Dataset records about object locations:
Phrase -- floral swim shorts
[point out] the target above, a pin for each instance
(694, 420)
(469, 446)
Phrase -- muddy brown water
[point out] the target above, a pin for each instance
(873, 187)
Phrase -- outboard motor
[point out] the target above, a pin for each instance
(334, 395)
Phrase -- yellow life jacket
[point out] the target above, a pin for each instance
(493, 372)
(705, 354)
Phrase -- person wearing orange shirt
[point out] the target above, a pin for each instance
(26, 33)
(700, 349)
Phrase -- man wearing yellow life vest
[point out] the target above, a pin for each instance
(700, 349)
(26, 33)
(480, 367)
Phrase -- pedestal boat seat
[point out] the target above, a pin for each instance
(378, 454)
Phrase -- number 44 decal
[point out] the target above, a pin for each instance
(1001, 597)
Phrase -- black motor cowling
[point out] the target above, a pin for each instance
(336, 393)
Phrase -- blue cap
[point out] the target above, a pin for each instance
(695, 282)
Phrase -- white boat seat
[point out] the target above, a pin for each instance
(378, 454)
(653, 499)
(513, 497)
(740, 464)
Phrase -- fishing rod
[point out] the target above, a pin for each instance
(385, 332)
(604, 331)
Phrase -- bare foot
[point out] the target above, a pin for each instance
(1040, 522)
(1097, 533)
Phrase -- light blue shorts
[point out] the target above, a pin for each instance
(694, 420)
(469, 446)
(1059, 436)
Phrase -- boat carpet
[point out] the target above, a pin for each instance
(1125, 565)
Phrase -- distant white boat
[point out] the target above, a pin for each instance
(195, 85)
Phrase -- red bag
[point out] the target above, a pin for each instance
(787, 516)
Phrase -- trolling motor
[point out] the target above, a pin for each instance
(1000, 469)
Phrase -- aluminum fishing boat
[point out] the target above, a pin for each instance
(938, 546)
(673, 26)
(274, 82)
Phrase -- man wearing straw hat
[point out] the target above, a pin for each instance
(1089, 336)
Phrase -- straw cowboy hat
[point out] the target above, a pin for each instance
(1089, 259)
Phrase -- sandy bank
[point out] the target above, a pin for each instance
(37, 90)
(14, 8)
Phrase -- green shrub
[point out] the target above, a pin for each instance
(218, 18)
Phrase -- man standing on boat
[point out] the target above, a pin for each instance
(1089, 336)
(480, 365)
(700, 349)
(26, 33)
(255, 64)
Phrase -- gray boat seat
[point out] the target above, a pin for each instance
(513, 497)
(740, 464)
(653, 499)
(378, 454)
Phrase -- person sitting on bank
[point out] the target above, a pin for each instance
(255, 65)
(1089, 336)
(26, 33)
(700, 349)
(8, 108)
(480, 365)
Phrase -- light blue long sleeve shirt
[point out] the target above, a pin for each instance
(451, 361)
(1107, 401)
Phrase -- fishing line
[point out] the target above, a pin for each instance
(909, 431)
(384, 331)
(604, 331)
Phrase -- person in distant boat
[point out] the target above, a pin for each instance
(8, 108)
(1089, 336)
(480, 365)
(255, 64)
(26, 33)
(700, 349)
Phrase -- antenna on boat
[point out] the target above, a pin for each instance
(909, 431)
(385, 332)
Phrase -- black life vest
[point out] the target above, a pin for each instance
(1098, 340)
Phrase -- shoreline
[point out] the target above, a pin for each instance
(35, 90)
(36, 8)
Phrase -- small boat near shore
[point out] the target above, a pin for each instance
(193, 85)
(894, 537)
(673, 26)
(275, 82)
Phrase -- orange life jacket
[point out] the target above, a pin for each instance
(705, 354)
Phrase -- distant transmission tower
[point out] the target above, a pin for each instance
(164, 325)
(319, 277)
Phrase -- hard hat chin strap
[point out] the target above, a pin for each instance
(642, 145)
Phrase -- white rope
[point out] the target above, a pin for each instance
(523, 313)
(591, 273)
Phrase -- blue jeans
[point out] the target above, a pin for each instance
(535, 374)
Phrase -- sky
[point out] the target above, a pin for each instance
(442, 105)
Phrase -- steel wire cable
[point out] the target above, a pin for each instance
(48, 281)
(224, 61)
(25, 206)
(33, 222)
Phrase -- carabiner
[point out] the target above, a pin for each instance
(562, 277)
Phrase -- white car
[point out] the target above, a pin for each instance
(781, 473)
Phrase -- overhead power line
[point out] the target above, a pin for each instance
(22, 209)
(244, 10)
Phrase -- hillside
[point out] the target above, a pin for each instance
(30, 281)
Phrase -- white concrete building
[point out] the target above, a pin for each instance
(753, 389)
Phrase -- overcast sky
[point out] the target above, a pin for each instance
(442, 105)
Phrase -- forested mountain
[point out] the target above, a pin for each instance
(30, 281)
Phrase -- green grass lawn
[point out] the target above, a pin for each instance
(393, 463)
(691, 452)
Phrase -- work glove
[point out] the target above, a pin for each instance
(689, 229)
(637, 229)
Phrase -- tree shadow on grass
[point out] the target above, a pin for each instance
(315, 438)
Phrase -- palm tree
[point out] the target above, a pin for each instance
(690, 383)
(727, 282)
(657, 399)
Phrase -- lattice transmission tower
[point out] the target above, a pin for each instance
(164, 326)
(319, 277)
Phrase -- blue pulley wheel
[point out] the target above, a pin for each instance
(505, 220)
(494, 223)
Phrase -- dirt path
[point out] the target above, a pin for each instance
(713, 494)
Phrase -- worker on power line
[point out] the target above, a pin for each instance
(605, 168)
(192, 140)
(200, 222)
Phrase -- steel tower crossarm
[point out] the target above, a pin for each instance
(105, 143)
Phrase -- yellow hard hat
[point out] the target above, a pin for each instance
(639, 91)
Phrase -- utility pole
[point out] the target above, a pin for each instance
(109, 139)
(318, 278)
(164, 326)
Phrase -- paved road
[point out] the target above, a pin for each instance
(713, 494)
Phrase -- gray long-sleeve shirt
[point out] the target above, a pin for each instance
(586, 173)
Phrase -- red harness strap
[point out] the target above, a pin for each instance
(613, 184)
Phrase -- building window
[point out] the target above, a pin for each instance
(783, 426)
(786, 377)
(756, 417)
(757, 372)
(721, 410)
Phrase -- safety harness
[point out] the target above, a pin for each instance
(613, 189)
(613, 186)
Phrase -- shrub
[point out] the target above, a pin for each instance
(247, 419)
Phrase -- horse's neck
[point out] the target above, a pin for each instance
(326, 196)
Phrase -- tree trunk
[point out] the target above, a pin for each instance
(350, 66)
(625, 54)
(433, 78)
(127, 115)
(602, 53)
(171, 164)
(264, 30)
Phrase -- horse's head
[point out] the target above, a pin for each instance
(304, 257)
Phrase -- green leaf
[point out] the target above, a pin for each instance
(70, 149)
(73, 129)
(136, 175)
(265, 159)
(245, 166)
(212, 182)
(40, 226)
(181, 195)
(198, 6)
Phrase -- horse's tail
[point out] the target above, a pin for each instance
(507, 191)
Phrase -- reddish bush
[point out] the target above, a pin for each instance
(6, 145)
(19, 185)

### [Requirements]
Using the entries above, please restate each one word for word.

### [Task answer]
Phrase -- floral swim shorts
[point out] the target above, a pin for each instance
(694, 420)
(469, 446)
Phrase -- muddy brown water
[point out] the target above, a pin for each instance
(873, 187)
Phrase -- outboard motor
[point out] the target above, a pin for each instance
(334, 395)
Phrase -- yellow life jacket
[point out] the target above, a pin for each instance
(493, 372)
(705, 354)
Phrase -- person wearing orange shirt
[point out] the target above, a pin for each instance
(26, 33)
(700, 349)
Phrase -- man wearing yellow life vest
[point out] the target above, a pin for each instance
(700, 349)
(26, 33)
(480, 367)
Phrase -- pedestal boat seat
[point out] the target above, a pin for each instance
(378, 454)
Phrase -- number 44 decal
[point out] the target above, a pin for each instance
(1001, 597)
Phrase -- black motor cowling
[point out] the target above, a pin for each instance
(336, 393)
Phrase -- blue cap
[point out] the target above, a pin for each instance
(695, 282)
Phrase -- white boat seat
[point out] the target above, a pin for each instance
(378, 454)
(653, 499)
(513, 497)
(740, 464)
Phrase -- fishing rod
[point out] the target above, a pin for each instance
(385, 332)
(604, 331)
Phrase -- bare foot
[point out] the target above, a pin for each instance
(1040, 522)
(1097, 533)
Phrase -- light blue shorts
[point out] the target above, a pin for each instance
(694, 420)
(469, 446)
(1059, 436)
Phrase -- boat carpet
[point out] the target above, a pin for each instance
(1125, 565)
Phrase -- distant white boat
[point out] the target above, a pin for each instance
(195, 85)
Phrase -- red bag
[point out] the target above, a pin for each instance
(787, 516)
Phrase -- trolling motor
[point out] the target above, a pin for each instance
(1000, 469)
Phrase -- aluminum fishing boat
[point out] the target above, a pin for each instance
(938, 546)
(673, 26)
(274, 82)
Phrase -- man wearing straw hat
[point out] the target above, a pin for each instance
(1089, 336)
Phrase -- straw cowboy hat
[point out] the target above, a pin for each instance
(1089, 259)
Phrase -- sandy bank
[point out] the target above, a pin for each instance
(37, 90)
(14, 8)
Phrase -- green shrub
[point out] the target above, a pin for each instance
(218, 18)
Phrase -- man standing on boat
[point out] the target above, a pin for each instance
(1089, 336)
(480, 365)
(700, 349)
(26, 33)
(255, 64)
Phrase -- gray boat seat
[point out] the target above, a pin for each instance
(513, 497)
(740, 464)
(653, 499)
(378, 454)
Phrase -- person sitting on bank
[point out] the target above, a pin for each instance
(255, 65)
(1089, 336)
(26, 33)
(700, 349)
(8, 108)
(480, 365)
Phrase -- light blue long sleeve shirt
[point out] the target above, a pin for each instance
(451, 361)
(1107, 401)
Phrase -- fishing line
[point out] the target above, a pin for each instance
(909, 431)
(384, 331)
(604, 331)
Phrase -- person in distant boat
[point out] the target above, a pin for each instance
(8, 108)
(1089, 336)
(480, 365)
(255, 64)
(26, 33)
(700, 349)
Phrase -- antenna on boat
[point out] the target above, a pin for each instance
(909, 431)
(385, 332)
Phrase -- black life vest
[point out] the target above, a pin for each instance
(1098, 340)
Phrase -- shoreline
[point out] the target above, a pin for each instance
(35, 90)
(36, 8)
Phrase -- small boat near shore
[point out] the target above, a pin for each instance
(193, 85)
(894, 537)
(673, 26)
(275, 82)
Phrase -- orange life jacket
[point out] the target above, a pin for each instance
(705, 354)
Phrase -- distant transmission tower
[point out] the target above, a pin for each instance
(164, 325)
(319, 277)
Phrase -- hard hat chin strap
[point out] the target above, a pin for each instance
(642, 145)
Phrase -- white rope
[point out] the target above, a pin for each instance
(523, 313)
(591, 273)
Phrase -- blue jeans
[point out] the target above, a pin for each instance
(535, 374)
Phrase -- sky
[point out] the target above, a pin for each instance
(442, 105)
Phrase -- steel wire cable
[point out] the target above, a pin for each instance
(48, 281)
(224, 61)
(25, 206)
(33, 222)
Phrase -- carabiner
[point out] the target above, a pin for each instance
(562, 277)
Phrase -- white car
[point out] the target above, a pin for each instance
(781, 473)
Phrase -- overhead power line
[point out] the target above, a pin for each instance
(22, 209)
(244, 10)
Phrase -- hillside
[point out] the target above, a pin for each instance
(30, 281)
Phrase -- white concrete building
[point out] the target above, a pin for each instance
(753, 389)
Phrase -- overcast sky
[point out] the target above, a pin for each instance
(442, 105)
Phrase -- forested mountain
[point out] the target above, a pin for each instance
(30, 281)
Phrase -- green grass lawn
[point out] the target above, a pin for each instance
(393, 463)
(691, 452)
Phrase -- work glove
[point out] the target above, a pin for each instance
(689, 229)
(637, 229)
Phrase -- tree shadow on grass
[point out] the target above, a pin for each instance
(315, 438)
Phrase -- palm tree
[point out] the target above, a pin for each instance
(690, 383)
(727, 282)
(657, 399)
Phrase -- lattice transmission tower
[point out] the target above, a pin for each instance
(164, 326)
(319, 277)
Phrase -- blue pulley wheel
[point out] the target above, a pin for each instance
(505, 220)
(494, 223)
Phrase -- dirt path
[point out] the target above, a pin for each instance
(713, 494)
Phrase -- worker on power line
[point out] the target above, a pin for each instance
(605, 168)
(192, 140)
(200, 222)
Phrase -- steel tower crossarm
[point out] the target above, a pin for each instance
(105, 143)
Phrase -- yellow hard hat
[point out] the target above, a pin for each instance
(639, 91)
Phrase -- utility pole
[point out] the target above, a pin for each instance
(109, 139)
(318, 278)
(164, 326)
Phrase -- paved road
[point out] the target above, a pin for each instance
(713, 494)
Phrase -- gray long-sleeve shirt
[point out] the target above, a pin for each instance
(586, 173)
Phrase -- red harness strap
[point out] the target above, a pin for each instance
(613, 184)
Phrase -- building window
[point out] the target above, a pin for each instance
(783, 426)
(786, 377)
(756, 417)
(757, 372)
(721, 410)
Phrase -- safety harness
[point out] the target above, a pin for each instance
(613, 189)
(613, 186)
Phrase -- shrub
[point out] the target above, a pin for each instance
(247, 419)
Phrase -- horse's neck
[point out] the target above, a pin for each instance
(326, 196)
Phrase -- tree trunk
[point out] the target above, a pin for each instance
(350, 66)
(625, 54)
(433, 78)
(127, 115)
(602, 53)
(171, 164)
(264, 30)
Phrase -- horse's head
[point out] the target above, a pin for each instance
(304, 257)
Phrase -- green leaf
[point out] the target above, a pin for each instance
(70, 149)
(73, 129)
(136, 175)
(265, 159)
(245, 166)
(212, 182)
(40, 226)
(181, 195)
(198, 6)
Phrase -- horse's tail
[point out] the target above, a pin for each instance
(507, 191)
Phrase -- reddish bush
[point out] the target above, a pin for each instance
(6, 145)
(19, 185)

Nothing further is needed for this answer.